▸ EXERCISE GOAL: The records appear below. Report how many of their lines contain the word "negative", giving the number alone.

- - - - - - -

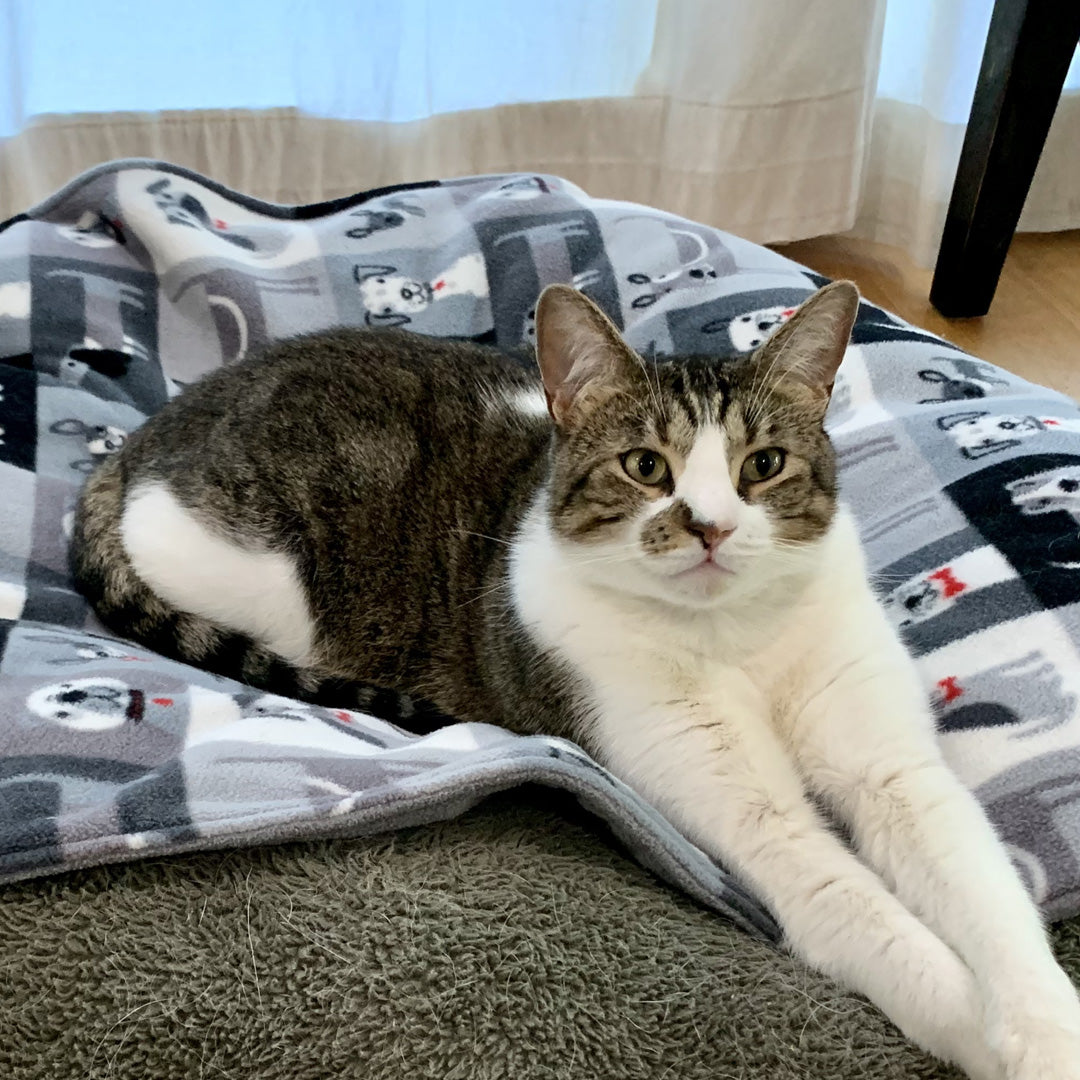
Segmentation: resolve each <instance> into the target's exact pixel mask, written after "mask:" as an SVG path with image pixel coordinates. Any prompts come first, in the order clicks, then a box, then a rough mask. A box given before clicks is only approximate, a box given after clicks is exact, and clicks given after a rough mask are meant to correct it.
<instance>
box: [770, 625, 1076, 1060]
mask: <svg viewBox="0 0 1080 1080" xmlns="http://www.w3.org/2000/svg"><path fill="white" fill-rule="evenodd" d="M875 619H877V620H879V621H878V622H877V625H876V629H875V621H874V620H875ZM858 637H859V639H860V642H861V643H862V648H863V649H864V650H865V651H863V653H862V656H863V658H864V659H862V660H856V662H854V663H852V662H851V658H852V657H859V656H860V652H859V650H858V647H856V646H855V644H854V634H852V635H851V640H850V642H849V643H848V644H847V645H842V646H841V647H840V648H838V650H837V652H838V654H841V656H843V657H845V658H846V659H845V663H843V665H842V666H841V667H840V669H839V674H838V675H837V676H836V677H835V678H833V679H827V677H826V676H827V672H828V665H827V663H823V664H821V665H820V671H821V672H822V683H823V689H822V690H821V692H819V693H816V694H813V696H812V697H811V698H810V700H809V701H808V703H807V704H806V706H805V707H804V708H802V710H801V711H799V713H798V715H797V717H796V718H795V720H794V724H793V727H792V729H791V732H789V738H791V741H792V746H793V750H794V752H795V755H796V758H797V759H798V761H799V764H800V765H801V767H802V768H804V770H805V771H806V773H807V775H808V778H809V783H810V785H811V786H812V787H814V788H815V789H818V791H819V792H820V793H821V794H822V795H823V796H825V798H826V799H827V801H828V802H829V804H831V805H832V806H833V808H834V809H835V811H836V812H837V814H838V816H840V818H841V820H843V821H845V823H846V824H847V825H848V827H849V828H850V829H851V833H852V836H853V837H854V839H855V842H856V845H858V848H859V851H860V853H861V854H862V856H863V859H865V860H866V862H868V863H869V864H870V865H872V866H874V867H875V868H876V869H877V870H878V872H879V873H880V874H881V876H882V878H883V879H885V881H886V882H887V883H888V885H889V887H890V888H891V889H892V890H893V891H894V892H895V894H896V896H897V897H899V900H900V901H901V902H902V903H903V904H904V905H905V906H906V907H907V908H908V909H909V910H910V912H913V913H914V914H915V915H917V916H918V917H919V919H920V920H921V921H922V922H924V923H926V924H927V926H929V927H932V928H933V930H934V932H935V933H936V934H937V935H939V936H940V937H941V939H943V940H944V941H945V942H947V943H948V944H949V945H950V946H951V947H953V949H955V950H956V953H957V954H958V955H959V956H960V957H961V959H962V960H963V961H964V963H966V964H967V966H968V967H969V968H970V970H971V971H972V972H973V974H974V976H975V980H976V982H977V984H978V986H980V993H981V996H982V998H983V1000H984V1002H985V1011H986V1021H985V1028H986V1036H987V1039H988V1042H989V1044H990V1045H991V1047H994V1048H995V1050H996V1051H997V1052H998V1053H999V1054H1000V1056H1001V1058H1002V1062H1003V1063H1004V1067H1005V1076H1007V1077H1008V1078H1009V1080H1050V1078H1053V1080H1080V1001H1078V998H1077V991H1076V989H1075V988H1074V986H1072V985H1071V983H1070V982H1069V980H1068V977H1067V976H1066V974H1065V973H1064V972H1063V971H1062V969H1061V968H1059V967H1058V964H1057V963H1056V961H1055V959H1054V956H1053V953H1052V951H1051V948H1050V944H1049V942H1048V940H1047V934H1045V931H1044V929H1043V927H1042V923H1041V920H1040V918H1039V914H1038V912H1037V909H1036V907H1035V905H1034V904H1032V902H1031V900H1030V899H1029V896H1028V895H1027V892H1026V891H1025V889H1024V887H1023V885H1022V882H1021V880H1020V878H1018V876H1017V874H1016V872H1015V869H1014V868H1013V866H1012V864H1011V862H1010V860H1009V856H1008V854H1007V852H1005V850H1004V848H1003V846H1002V845H1001V842H1000V841H999V840H998V838H997V836H996V835H995V833H994V831H993V828H991V826H990V824H989V822H988V821H987V819H986V816H985V814H984V813H983V810H982V808H981V807H980V806H978V804H977V801H976V800H975V798H974V796H973V795H972V794H971V793H970V792H969V791H968V789H967V788H966V787H964V786H963V785H962V784H961V783H960V781H959V780H958V779H957V777H956V775H955V774H954V773H953V772H951V770H950V769H948V767H947V766H946V764H945V761H944V759H943V757H942V753H941V750H940V747H939V744H937V741H936V738H935V735H934V729H933V720H932V717H931V715H930V712H929V708H928V706H927V704H926V694H924V692H923V690H922V687H921V685H920V681H919V678H918V675H917V673H916V670H915V667H914V664H912V662H910V661H909V660H908V658H907V656H906V654H905V653H904V650H903V649H902V648H901V646H900V644H899V642H896V640H895V638H894V635H893V634H892V631H891V630H890V629H889V627H888V626H887V625H886V624H885V617H883V616H881V615H880V612H879V611H878V610H877V609H876V608H875V609H874V610H873V611H868V612H866V613H865V616H864V618H862V619H861V620H860V621H859V626H858ZM826 684H827V685H826Z"/></svg>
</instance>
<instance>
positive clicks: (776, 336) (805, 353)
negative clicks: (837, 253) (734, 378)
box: [758, 281, 859, 402]
mask: <svg viewBox="0 0 1080 1080" xmlns="http://www.w3.org/2000/svg"><path fill="white" fill-rule="evenodd" d="M858 313H859V289H858V288H855V286H854V284H852V283H851V282H850V281H834V282H833V283H832V284H831V285H826V286H825V287H824V288H822V289H819V291H818V292H816V293H814V295H813V296H811V297H810V299H809V300H806V301H805V302H804V303H802V305H801V306H800V307H799V309H798V311H796V312H795V314H794V315H792V318H791V319H788V320H787V322H786V323H784V325H783V326H781V327H780V329H779V330H777V333H775V334H773V335H772V337H770V338H769V340H768V341H766V343H765V345H764V346H761V348H760V349H759V350H758V357H759V362H760V363H764V364H767V365H769V367H770V369H771V372H772V374H773V376H774V377H775V380H777V381H780V380H781V379H783V380H785V381H793V382H799V383H801V384H802V386H805V387H806V388H807V389H808V390H811V391H813V392H814V393H815V394H820V395H821V397H822V399H823V400H824V401H826V402H827V401H828V395H829V394H831V393H832V392H833V383H834V381H835V380H836V370H837V368H838V367H839V366H840V361H841V360H843V352H845V350H846V349H847V348H848V341H849V340H850V338H851V327H852V326H853V325H854V323H855V315H856V314H858Z"/></svg>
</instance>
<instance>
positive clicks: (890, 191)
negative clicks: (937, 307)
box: [854, 0, 1080, 266]
mask: <svg viewBox="0 0 1080 1080" xmlns="http://www.w3.org/2000/svg"><path fill="white" fill-rule="evenodd" d="M1069 2H1077V0H1069ZM993 10H994V0H889V4H888V9H887V13H886V23H885V33H883V41H882V49H881V66H880V73H879V78H878V84H877V100H876V103H875V106H874V113H873V120H872V126H870V138H869V157H868V159H867V163H866V170H865V172H864V175H863V181H862V200H861V205H860V211H859V216H858V219H856V221H855V228H854V232H855V234H858V235H861V237H866V238H868V239H870V240H877V241H880V242H882V243H887V244H893V245H896V246H900V247H904V248H906V249H907V251H908V253H909V254H912V255H913V256H914V257H915V259H916V261H918V262H920V264H922V265H923V266H932V265H933V262H934V259H935V258H936V254H937V245H939V243H940V241H941V234H942V228H943V226H944V224H945V214H946V211H947V210H948V202H949V198H950V195H951V193H953V180H954V178H955V176H956V167H957V163H958V162H959V160H960V148H961V145H962V143H963V133H964V127H966V125H967V122H968V113H969V112H970V111H971V102H972V98H973V96H974V93H975V82H976V80H977V78H978V68H980V65H981V63H982V58H983V48H984V45H985V44H986V32H987V29H988V28H989V24H990V14H991V12H993ZM1078 227H1080V53H1078V55H1077V56H1076V57H1074V60H1072V66H1071V68H1070V69H1069V72H1068V77H1067V78H1066V80H1065V91H1064V93H1063V95H1062V99H1061V102H1059V103H1058V106H1057V111H1056V113H1055V114H1054V122H1053V125H1052V126H1051V130H1050V135H1049V137H1048V139H1047V145H1045V147H1044V148H1043V152H1042V158H1041V159H1040V161H1039V167H1038V170H1037V172H1036V175H1035V179H1034V181H1032V184H1031V190H1030V192H1029V194H1028V199H1027V203H1026V204H1025V207H1024V213H1023V215H1022V217H1021V220H1020V229H1021V230H1023V231H1029V232H1052V231H1055V230H1058V229H1075V228H1078Z"/></svg>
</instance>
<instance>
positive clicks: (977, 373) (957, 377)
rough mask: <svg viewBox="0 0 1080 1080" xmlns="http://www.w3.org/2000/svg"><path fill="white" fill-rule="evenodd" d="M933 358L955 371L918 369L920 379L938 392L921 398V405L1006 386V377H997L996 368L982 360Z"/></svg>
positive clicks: (978, 396)
mask: <svg viewBox="0 0 1080 1080" xmlns="http://www.w3.org/2000/svg"><path fill="white" fill-rule="evenodd" d="M934 360H935V362H936V363H939V364H940V365H941V366H942V367H945V366H946V365H948V366H949V367H951V368H953V369H954V374H951V375H950V374H948V373H947V372H945V370H941V369H939V368H932V367H931V368H926V369H923V370H921V372H919V378H920V379H921V380H922V381H923V382H929V383H930V384H931V386H933V387H936V388H937V393H939V396H936V397H924V399H923V400H922V401H920V402H919V404H920V405H936V404H937V403H940V402H953V401H970V400H972V399H976V397H985V396H986V395H987V393H989V392H991V391H993V390H994V388H995V387H1007V386H1009V380H1008V379H1002V378H999V377H998V376H997V375H996V374H995V369H994V368H993V367H991V366H990V365H989V364H986V363H984V362H983V361H981V360H972V359H970V357H968V356H935V357H934Z"/></svg>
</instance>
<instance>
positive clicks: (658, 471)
mask: <svg viewBox="0 0 1080 1080" xmlns="http://www.w3.org/2000/svg"><path fill="white" fill-rule="evenodd" d="M858 307H859V293H858V291H856V289H855V287H854V285H852V284H851V283H850V282H836V283H834V284H832V285H828V286H826V287H825V288H823V289H821V291H820V292H819V293H816V294H814V295H813V296H812V297H811V298H810V299H809V300H807V301H806V302H805V303H804V305H802V306H801V307H800V308H799V309H798V310H797V311H796V312H795V313H794V314H793V315H792V318H791V319H789V320H788V321H787V322H786V323H785V324H784V325H783V326H781V328H780V329H779V330H777V333H775V334H774V335H773V336H772V337H771V338H769V339H768V340H767V341H766V342H765V343H764V345H761V346H760V348H758V349H757V351H756V352H754V353H753V354H751V355H750V356H744V357H738V359H734V360H731V359H728V360H723V361H721V360H717V359H716V357H708V356H690V357H679V359H674V360H670V361H667V362H665V363H663V364H659V365H657V364H652V363H649V362H647V361H645V360H643V359H642V357H640V356H638V355H637V354H636V353H635V352H634V351H633V350H632V349H631V348H630V346H627V345H626V343H625V341H623V340H622V338H621V336H620V335H619V332H618V330H617V329H616V327H615V326H613V325H612V324H611V323H610V321H609V320H608V319H607V316H606V315H604V313H603V312H602V311H600V310H599V308H597V307H596V306H595V305H594V303H593V302H592V301H591V300H589V299H588V298H586V297H584V296H582V295H581V294H580V293H578V292H577V291H575V289H573V288H571V287H569V286H567V285H552V286H550V287H549V288H548V289H546V291H545V292H544V294H543V296H542V297H541V298H540V302H539V305H538V307H537V357H538V361H539V364H540V372H541V376H542V378H543V383H544V391H545V394H546V397H548V407H549V410H550V413H551V415H552V418H553V419H554V421H555V428H556V433H555V438H554V441H553V450H552V456H553V461H552V476H551V483H550V486H549V495H550V508H549V512H550V516H551V525H552V528H553V531H554V534H555V536H556V537H557V538H558V541H559V543H561V545H562V548H563V549H564V552H565V554H566V555H567V556H568V557H569V558H571V559H573V561H575V563H576V564H577V565H578V566H579V567H580V568H581V570H582V572H584V573H585V575H588V577H589V578H590V579H592V580H594V581H596V582H599V583H604V584H607V585H609V586H610V588H613V589H619V590H622V591H625V592H630V593H634V594H637V595H645V596H650V597H653V598H657V599H662V600H666V602H669V603H673V604H677V605H681V606H687V607H698V608H707V607H712V606H715V605H717V604H721V603H725V600H726V599H727V598H733V597H735V596H753V595H754V594H755V593H756V592H758V591H760V589H761V588H762V585H764V584H766V583H768V582H775V581H777V580H778V579H781V578H784V577H786V576H787V572H788V571H791V570H793V569H795V568H797V567H806V566H807V565H809V564H810V563H811V561H812V559H813V557H814V553H815V552H816V550H818V545H815V543H814V541H816V540H819V539H821V538H822V537H823V536H824V535H825V534H826V531H827V530H828V527H829V525H831V523H832V521H833V517H834V514H835V512H836V462H835V458H834V454H833V448H832V446H831V444H829V441H828V437H827V436H826V434H825V431H824V429H823V426H822V424H823V420H824V416H825V409H826V408H827V406H828V400H829V393H831V391H832V388H833V381H834V378H835V375H836V369H837V367H838V366H839V364H840V361H841V359H842V356H843V352H845V349H846V348H847V345H848V338H849V335H850V333H851V326H852V323H853V322H854V318H855V313H856V310H858Z"/></svg>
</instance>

- - - - - - -

▸ OUTPUT BELOW: 2